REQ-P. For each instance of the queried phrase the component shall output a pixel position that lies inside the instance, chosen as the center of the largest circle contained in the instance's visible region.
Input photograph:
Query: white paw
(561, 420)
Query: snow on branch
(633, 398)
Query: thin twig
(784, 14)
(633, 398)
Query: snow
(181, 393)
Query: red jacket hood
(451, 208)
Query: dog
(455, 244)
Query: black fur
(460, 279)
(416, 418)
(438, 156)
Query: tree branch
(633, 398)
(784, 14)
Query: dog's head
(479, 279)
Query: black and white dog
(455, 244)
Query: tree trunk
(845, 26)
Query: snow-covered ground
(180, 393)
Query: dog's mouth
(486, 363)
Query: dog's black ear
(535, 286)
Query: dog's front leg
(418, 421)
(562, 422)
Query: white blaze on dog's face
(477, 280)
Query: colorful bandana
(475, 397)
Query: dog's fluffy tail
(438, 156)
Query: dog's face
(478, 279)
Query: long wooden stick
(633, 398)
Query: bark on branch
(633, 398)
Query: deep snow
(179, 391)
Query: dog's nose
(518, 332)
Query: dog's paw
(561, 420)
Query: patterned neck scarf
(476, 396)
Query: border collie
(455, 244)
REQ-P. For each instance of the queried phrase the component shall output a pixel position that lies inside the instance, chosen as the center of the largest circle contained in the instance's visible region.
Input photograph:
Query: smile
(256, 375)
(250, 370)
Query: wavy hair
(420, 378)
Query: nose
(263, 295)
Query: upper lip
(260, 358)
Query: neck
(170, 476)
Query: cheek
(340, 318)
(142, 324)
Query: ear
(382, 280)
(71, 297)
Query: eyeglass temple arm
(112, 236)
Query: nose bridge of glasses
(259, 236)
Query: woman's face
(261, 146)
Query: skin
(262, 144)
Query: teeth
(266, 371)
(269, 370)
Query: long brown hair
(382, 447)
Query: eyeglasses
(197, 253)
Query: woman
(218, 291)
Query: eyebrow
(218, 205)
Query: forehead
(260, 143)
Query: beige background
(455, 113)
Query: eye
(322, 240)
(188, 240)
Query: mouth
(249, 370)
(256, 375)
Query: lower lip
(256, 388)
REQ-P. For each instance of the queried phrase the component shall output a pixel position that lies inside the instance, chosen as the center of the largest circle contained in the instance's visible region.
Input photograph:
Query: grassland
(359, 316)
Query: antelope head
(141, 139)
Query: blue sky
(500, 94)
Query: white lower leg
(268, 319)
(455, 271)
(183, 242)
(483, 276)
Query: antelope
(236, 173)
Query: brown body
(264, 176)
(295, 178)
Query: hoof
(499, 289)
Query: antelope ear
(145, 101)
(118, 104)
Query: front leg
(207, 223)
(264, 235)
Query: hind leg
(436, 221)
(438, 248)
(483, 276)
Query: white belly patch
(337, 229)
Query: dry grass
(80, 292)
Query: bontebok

::::::::

Output all of the data above without any alteration.

-- Correct output --
REQ-P. For each instance of the queried phrase the component shall output a pixel position that lies inside the instance, chosen as the center of the largest circle contained in the instance's visible region.
Input photograph:
Query: white paw
(561, 420)
Query: snow on branch
(633, 398)
Query: thin twig
(784, 14)
(633, 398)
Query: snow
(181, 393)
Query: red jacket hood
(451, 208)
Query: dog
(455, 244)
Query: black fur
(460, 279)
(416, 418)
(438, 156)
Query: tree branch
(633, 398)
(784, 14)
Query: dog's head
(479, 279)
Query: black and white dog
(455, 244)
Query: tree trunk
(845, 26)
Query: snow-covered ground
(180, 393)
Query: dog's mouth
(486, 363)
Query: dog's black ear
(535, 286)
Query: dog's front leg
(418, 421)
(562, 422)
Query: white blaze on dog's face
(477, 280)
Query: colorful bandana
(475, 397)
Query: dog's fluffy tail
(438, 156)
Query: dog's face
(478, 279)
Query: long wooden stick
(633, 398)
Query: bark on branch
(633, 398)
Query: deep snow
(179, 391)
Query: dog's nose
(518, 332)
Query: dog's paw
(561, 420)
Query: patterned neck scarf
(476, 396)
Query: border collie
(455, 244)
REQ-P. For each instance of the queried phrase the component shall output a pixel position that lies inside the instance, chosen as the center of the largest circle contained in the instance's visible region.
Input photograph:
Query: smile
(256, 375)
(250, 370)
Query: wavy hair
(420, 378)
Query: nose
(263, 295)
Query: upper lip
(260, 358)
Query: neck
(170, 476)
Query: cheek
(340, 318)
(142, 324)
Query: ear
(382, 280)
(71, 297)
Query: eyeglass temple arm
(112, 236)
Query: nose bridge of glasses
(259, 236)
Query: woman's face
(261, 146)
Query: skin
(262, 144)
Query: teeth
(266, 371)
(269, 370)
Query: long brown hair
(382, 447)
Query: eyeglasses
(197, 253)
Query: woman
(218, 291)
Query: eyebrow
(218, 205)
Query: forehead
(260, 143)
Query: beige background
(455, 113)
Query: eye
(322, 240)
(188, 240)
Query: mouth
(249, 370)
(256, 375)
Query: lower lip
(256, 388)
REQ-P. For each instance of the queried phrase the component shall output a pixel position that lies inside the instance, chosen as the center of the largest circle contained in the instance's visible region.
Input photograph:
Query: grassland
(359, 316)
Query: antelope head
(141, 139)
Query: blue sky
(500, 94)
Query: white lower leg
(268, 319)
(455, 271)
(183, 242)
(483, 276)
Query: antelope
(236, 173)
Query: brown body
(264, 176)
(295, 178)
Query: hoof
(499, 289)
Query: antelope ear
(145, 101)
(118, 104)
Query: front leg
(207, 223)
(264, 235)
Query: hind leg
(436, 221)
(438, 248)
(483, 276)
Query: white belly patch
(337, 229)
Query: dry grass
(80, 292)
Query: bontebok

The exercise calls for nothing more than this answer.